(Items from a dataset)
======

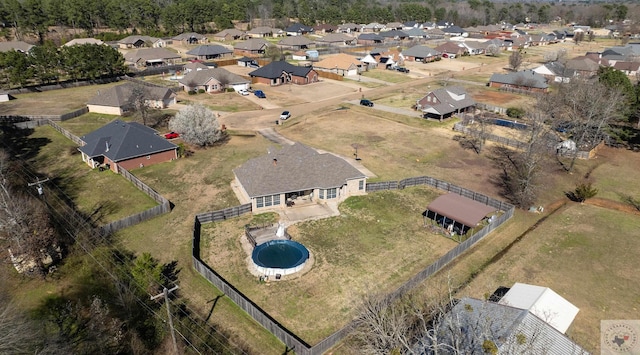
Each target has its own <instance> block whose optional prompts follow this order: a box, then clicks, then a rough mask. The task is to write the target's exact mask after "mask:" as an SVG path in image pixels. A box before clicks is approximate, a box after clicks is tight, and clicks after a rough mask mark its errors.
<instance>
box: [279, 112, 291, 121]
mask: <svg viewBox="0 0 640 355" xmlns="http://www.w3.org/2000/svg"><path fill="white" fill-rule="evenodd" d="M289 117H291V112H289V111H282V114H281V115H280V119H281V120H287V119H289Z"/></svg>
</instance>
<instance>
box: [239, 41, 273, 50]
mask: <svg viewBox="0 0 640 355" xmlns="http://www.w3.org/2000/svg"><path fill="white" fill-rule="evenodd" d="M268 46H269V42H267V41H266V40H264V39H262V38H250V39H248V40H246V41H244V42H240V43H236V45H235V46H233V49H238V50H243V51H257V50H260V49H263V48H265V47H268Z"/></svg>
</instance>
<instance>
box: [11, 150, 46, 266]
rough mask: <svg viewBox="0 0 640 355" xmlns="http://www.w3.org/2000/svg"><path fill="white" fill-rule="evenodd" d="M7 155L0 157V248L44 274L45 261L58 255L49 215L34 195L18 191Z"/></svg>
mask: <svg viewBox="0 0 640 355" xmlns="http://www.w3.org/2000/svg"><path fill="white" fill-rule="evenodd" d="M7 159H8V156H7V155H6V154H4V153H3V154H2V155H1V156H0V247H1V248H2V249H3V250H11V255H8V256H9V257H13V258H14V260H13V261H14V262H19V263H20V264H21V265H22V266H25V267H26V266H29V269H32V271H35V272H36V273H38V274H41V275H44V272H45V271H46V265H45V264H46V263H47V262H46V261H47V260H48V259H51V262H53V261H55V260H57V259H58V258H59V253H58V252H57V250H58V241H57V237H56V233H55V231H54V229H53V228H52V226H51V222H50V218H49V214H48V212H47V210H46V208H45V207H44V205H43V204H42V203H40V202H39V201H37V200H36V199H35V198H33V197H31V196H29V195H26V194H22V193H20V192H18V191H17V190H16V189H15V188H13V187H12V186H11V182H10V179H9V177H8V162H7Z"/></svg>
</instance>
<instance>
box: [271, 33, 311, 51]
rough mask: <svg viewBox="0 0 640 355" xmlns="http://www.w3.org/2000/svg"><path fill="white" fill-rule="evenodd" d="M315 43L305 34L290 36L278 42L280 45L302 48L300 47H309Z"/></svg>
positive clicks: (298, 49)
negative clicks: (308, 38) (304, 36)
mask: <svg viewBox="0 0 640 355" xmlns="http://www.w3.org/2000/svg"><path fill="white" fill-rule="evenodd" d="M314 45H315V42H313V41H311V40H309V39H308V38H306V37H304V36H289V37H285V38H283V39H281V40H280V41H279V42H278V47H280V48H283V49H284V48H286V49H293V50H300V49H308V48H310V47H312V46H314Z"/></svg>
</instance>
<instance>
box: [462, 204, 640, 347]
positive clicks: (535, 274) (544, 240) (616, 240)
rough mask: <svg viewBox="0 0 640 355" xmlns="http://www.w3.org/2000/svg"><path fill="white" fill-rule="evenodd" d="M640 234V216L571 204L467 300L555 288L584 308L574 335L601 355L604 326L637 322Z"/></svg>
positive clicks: (580, 314) (478, 279)
mask: <svg viewBox="0 0 640 355" xmlns="http://www.w3.org/2000/svg"><path fill="white" fill-rule="evenodd" d="M638 230H640V219H639V218H638V217H637V216H634V215H629V214H626V213H623V212H618V211H612V210H608V209H604V208H600V207H594V206H589V205H581V204H577V203H571V204H570V205H569V207H567V208H565V209H562V210H560V211H559V212H558V213H557V214H555V215H553V216H551V217H550V218H549V219H548V220H546V221H545V222H544V223H543V224H542V225H541V226H539V227H538V228H537V229H536V230H534V231H533V232H531V233H530V234H529V235H527V236H526V237H524V239H523V240H522V241H521V242H520V243H518V244H517V245H516V246H515V247H514V248H512V249H511V250H510V251H509V253H508V254H507V255H506V256H505V257H504V258H503V259H502V260H500V262H499V263H496V264H494V265H492V266H489V267H488V268H487V269H486V270H484V271H483V272H482V273H481V274H480V275H479V276H478V277H477V278H476V280H474V281H473V282H472V283H471V284H470V285H469V287H467V288H466V289H465V290H464V291H463V292H462V294H464V295H468V296H470V297H476V298H478V297H482V295H484V294H487V293H488V294H491V293H492V292H493V291H494V290H495V289H497V288H498V287H499V286H506V287H510V286H511V285H513V283H515V282H522V283H530V284H534V285H540V286H545V287H549V288H551V289H553V290H554V291H556V292H557V293H559V294H560V295H561V296H563V297H564V298H566V299H567V300H568V301H569V302H571V303H573V304H574V305H576V306H577V307H578V308H580V312H579V313H578V315H577V317H576V319H575V320H574V322H573V324H572V326H571V327H570V328H569V331H568V335H569V336H570V337H572V338H574V339H575V340H576V341H577V342H578V344H581V345H582V346H584V347H585V348H586V349H587V350H588V351H591V352H593V353H598V351H599V346H600V338H599V334H600V320H602V319H634V318H637V315H638V310H639V309H640V297H639V296H638V295H640V278H639V277H638V273H637V262H638V260H640V247H639V246H638V241H637V238H636V237H637V235H638Z"/></svg>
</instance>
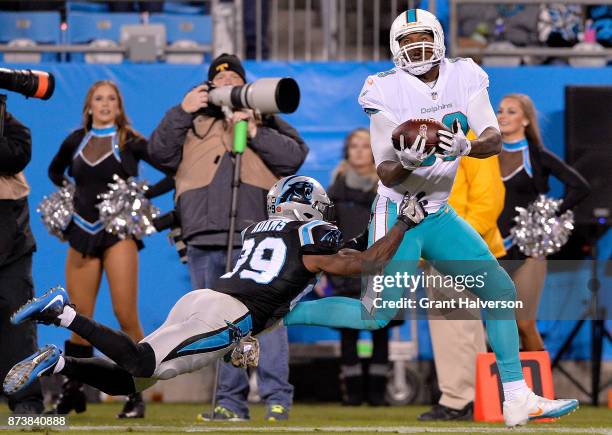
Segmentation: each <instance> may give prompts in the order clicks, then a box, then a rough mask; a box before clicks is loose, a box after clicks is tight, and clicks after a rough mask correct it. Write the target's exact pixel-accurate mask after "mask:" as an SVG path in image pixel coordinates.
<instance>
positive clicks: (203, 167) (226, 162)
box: [149, 105, 308, 246]
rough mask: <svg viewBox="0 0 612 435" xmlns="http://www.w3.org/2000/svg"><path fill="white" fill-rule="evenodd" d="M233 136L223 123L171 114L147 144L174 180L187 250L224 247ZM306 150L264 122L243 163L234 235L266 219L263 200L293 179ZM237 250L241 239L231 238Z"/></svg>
mask: <svg viewBox="0 0 612 435" xmlns="http://www.w3.org/2000/svg"><path fill="white" fill-rule="evenodd" d="M232 144H233V131H232V129H231V128H230V127H229V126H228V124H227V122H226V121H225V120H224V119H219V118H216V117H212V116H208V115H198V116H195V117H194V115H192V114H189V113H186V112H185V111H184V110H183V109H182V108H181V106H180V105H178V106H175V107H173V108H172V109H170V110H169V111H168V112H167V113H166V115H165V116H164V118H163V119H162V121H161V123H160V124H159V126H158V127H157V128H156V129H155V131H154V132H153V134H152V136H151V140H150V141H149V154H150V155H151V157H152V158H153V159H154V160H156V161H157V164H158V165H160V166H161V167H162V168H163V169H164V170H165V171H167V172H168V173H169V174H175V175H176V180H175V181H176V195H175V201H176V209H177V211H178V214H179V218H180V220H181V228H182V230H183V237H184V239H185V240H186V241H187V242H188V243H189V244H191V245H197V246H225V245H226V244H227V232H228V230H229V214H230V205H231V204H230V202H231V190H232V175H233V163H232V158H233V157H232V154H231V149H232ZM307 153H308V147H307V146H306V144H305V143H304V141H303V140H302V139H301V138H300V136H299V135H298V133H297V132H296V131H295V129H293V128H292V127H291V126H289V124H287V123H286V122H285V121H283V120H282V119H281V118H279V117H277V116H267V117H265V118H264V123H263V126H258V128H257V135H256V136H255V137H254V138H253V139H250V140H249V141H248V146H247V149H246V150H245V152H244V155H243V157H242V165H241V171H240V180H241V186H240V194H239V198H238V216H237V220H236V231H237V233H239V232H240V231H242V230H243V229H245V228H246V227H248V226H249V225H251V224H253V223H255V222H259V221H262V220H265V219H267V211H266V194H267V192H268V190H269V189H270V187H272V185H273V184H274V183H275V182H276V181H277V180H278V179H279V178H280V177H284V176H287V175H291V174H294V173H295V172H296V171H297V170H298V169H299V167H300V165H301V164H302V163H303V162H304V159H305V158H306V154H307ZM234 240H235V245H236V246H240V243H241V241H240V237H239V236H238V237H235V238H234Z"/></svg>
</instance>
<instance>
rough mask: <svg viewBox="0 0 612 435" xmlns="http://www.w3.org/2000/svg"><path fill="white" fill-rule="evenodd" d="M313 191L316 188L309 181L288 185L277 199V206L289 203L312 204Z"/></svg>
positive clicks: (311, 183) (294, 183) (300, 182)
mask: <svg viewBox="0 0 612 435" xmlns="http://www.w3.org/2000/svg"><path fill="white" fill-rule="evenodd" d="M313 189H314V186H313V185H312V183H310V182H308V181H297V182H294V183H288V185H287V186H285V188H284V189H283V191H282V193H281V194H280V195H279V196H278V198H277V199H276V205H279V204H282V203H283V202H288V201H293V202H299V203H300V204H311V203H312V191H313Z"/></svg>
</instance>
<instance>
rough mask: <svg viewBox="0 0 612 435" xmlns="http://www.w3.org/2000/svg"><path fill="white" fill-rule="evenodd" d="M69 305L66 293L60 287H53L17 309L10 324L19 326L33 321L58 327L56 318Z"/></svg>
mask: <svg viewBox="0 0 612 435" xmlns="http://www.w3.org/2000/svg"><path fill="white" fill-rule="evenodd" d="M69 303H70V300H69V298H68V293H66V290H64V289H63V288H62V287H60V286H57V287H53V288H52V289H51V290H49V291H48V292H47V293H45V294H44V295H42V296H41V297H39V298H34V299H31V300H30V301H28V302H26V303H25V304H24V305H23V306H22V307H21V308H19V309H18V310H17V311H16V312H15V313H14V314H13V315H12V316H11V323H12V324H13V325H19V324H20V323H23V322H25V321H26V320H33V321H35V322H37V323H44V324H45V325H50V324H54V325H58V326H59V324H60V320H59V319H58V316H59V315H60V314H62V312H63V311H64V307H65V306H66V305H68V304H69Z"/></svg>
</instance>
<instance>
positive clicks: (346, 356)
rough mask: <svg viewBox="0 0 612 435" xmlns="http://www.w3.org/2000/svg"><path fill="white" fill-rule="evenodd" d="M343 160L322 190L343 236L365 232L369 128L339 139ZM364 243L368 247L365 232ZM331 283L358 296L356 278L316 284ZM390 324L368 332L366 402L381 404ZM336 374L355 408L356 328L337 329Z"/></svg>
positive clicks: (360, 371)
mask: <svg viewBox="0 0 612 435" xmlns="http://www.w3.org/2000/svg"><path fill="white" fill-rule="evenodd" d="M343 157H344V158H343V160H342V161H341V162H340V164H339V165H338V166H337V167H336V169H335V171H334V175H333V177H332V184H331V186H330V187H329V189H327V194H328V195H329V197H330V198H331V200H332V201H333V203H334V205H335V207H336V219H337V224H338V227H339V228H340V230H341V231H342V234H343V235H344V238H345V240H350V239H353V238H355V237H357V236H360V235H361V234H362V233H365V232H366V230H367V226H368V221H369V219H370V209H371V207H372V202H373V201H374V198H375V197H376V186H377V182H378V176H377V175H376V166H374V157H373V156H372V149H371V148H370V132H369V130H368V129H366V128H358V129H355V130H353V131H352V132H350V133H349V135H348V136H347V137H346V139H345V142H344V151H343ZM365 234H366V235H365V237H364V242H365V243H364V245H365V246H362V247H361V248H362V249H365V248H367V244H366V243H367V233H365ZM327 282H329V284H331V287H332V289H333V293H334V295H335V296H348V297H353V298H355V299H359V298H360V297H361V278H359V277H340V276H329V277H324V278H323V279H322V280H321V281H320V282H319V284H318V288H319V289H320V288H324V287H325V286H326V285H327ZM318 293H319V292H318ZM389 328H390V326H387V327H385V328H382V329H377V330H375V331H372V342H373V352H372V359H371V360H370V364H369V366H368V374H367V397H366V400H367V402H368V403H369V404H370V405H372V406H381V405H386V402H385V392H386V387H387V373H388V371H389ZM340 337H341V344H340V352H341V354H340V364H341V367H340V376H341V379H342V382H343V391H342V392H343V394H342V404H343V405H348V406H359V405H361V403H362V402H363V390H364V388H363V373H362V367H361V361H360V360H359V356H358V355H357V340H358V338H359V330H356V329H341V330H340Z"/></svg>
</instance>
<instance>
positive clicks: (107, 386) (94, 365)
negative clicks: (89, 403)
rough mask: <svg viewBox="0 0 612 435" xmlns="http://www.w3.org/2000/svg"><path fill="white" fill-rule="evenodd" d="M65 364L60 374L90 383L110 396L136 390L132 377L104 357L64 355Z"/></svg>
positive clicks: (126, 392)
mask: <svg viewBox="0 0 612 435" xmlns="http://www.w3.org/2000/svg"><path fill="white" fill-rule="evenodd" d="M64 360H65V361H66V364H65V365H64V368H63V369H62V370H61V372H60V373H61V374H63V375H65V376H68V377H69V378H70V379H75V380H77V381H80V382H83V383H85V384H88V385H91V386H92V387H95V388H97V389H98V390H100V391H103V392H105V393H106V394H110V395H112V396H119V395H128V394H132V393H134V392H136V388H135V386H134V378H133V377H132V375H131V374H130V373H129V372H128V371H127V370H124V369H122V368H121V367H119V366H118V365H117V364H115V363H113V362H111V361H108V360H106V359H104V358H73V357H70V356H67V357H64Z"/></svg>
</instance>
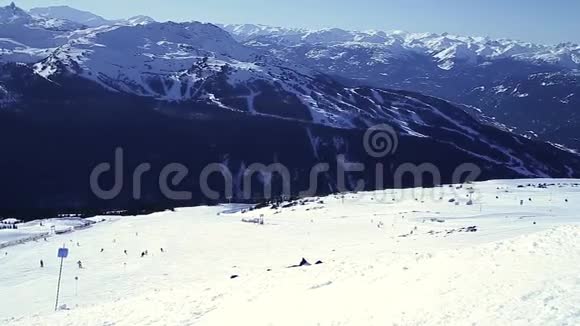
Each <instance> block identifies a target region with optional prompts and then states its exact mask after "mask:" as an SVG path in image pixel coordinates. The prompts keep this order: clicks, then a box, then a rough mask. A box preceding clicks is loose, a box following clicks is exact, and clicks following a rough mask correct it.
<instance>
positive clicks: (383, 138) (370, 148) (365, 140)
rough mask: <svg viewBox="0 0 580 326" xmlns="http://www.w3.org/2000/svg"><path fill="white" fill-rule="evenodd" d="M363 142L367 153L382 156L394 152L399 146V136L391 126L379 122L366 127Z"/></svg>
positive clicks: (392, 153) (371, 154)
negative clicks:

======

*Exercise*: Would you reproduce the lines above, from the very first through the line containing "box: [11, 150, 46, 266]", exactly and without the pictures?

*Solution to this task*:
Each target has its own <instance> block whose optional prompts follow this order: a box, then clicks, then a rough mask. The task is to write the target's exact mask after "mask:" as an SVG path in image pixels. A box before clicks is approximate, a box after clicks is tight, and clicks after a rough mask mark its errors.
<instance>
box: [279, 112, 291, 121]
mask: <svg viewBox="0 0 640 355" xmlns="http://www.w3.org/2000/svg"><path fill="white" fill-rule="evenodd" d="M289 117H291V112H289V111H282V114H281V115H280V119H281V120H287V119H289Z"/></svg>
</instance>
<instance>
box: [239, 41, 273, 50]
mask: <svg viewBox="0 0 640 355" xmlns="http://www.w3.org/2000/svg"><path fill="white" fill-rule="evenodd" d="M268 46H269V42H267V41H266V40H264V39H262V38H250V39H248V40H246V41H244V42H240V43H236V45H235V46H233V49H238V50H243V51H257V50H260V49H263V48H265V47H268Z"/></svg>
</instance>
<instance>
box: [11, 150, 46, 266]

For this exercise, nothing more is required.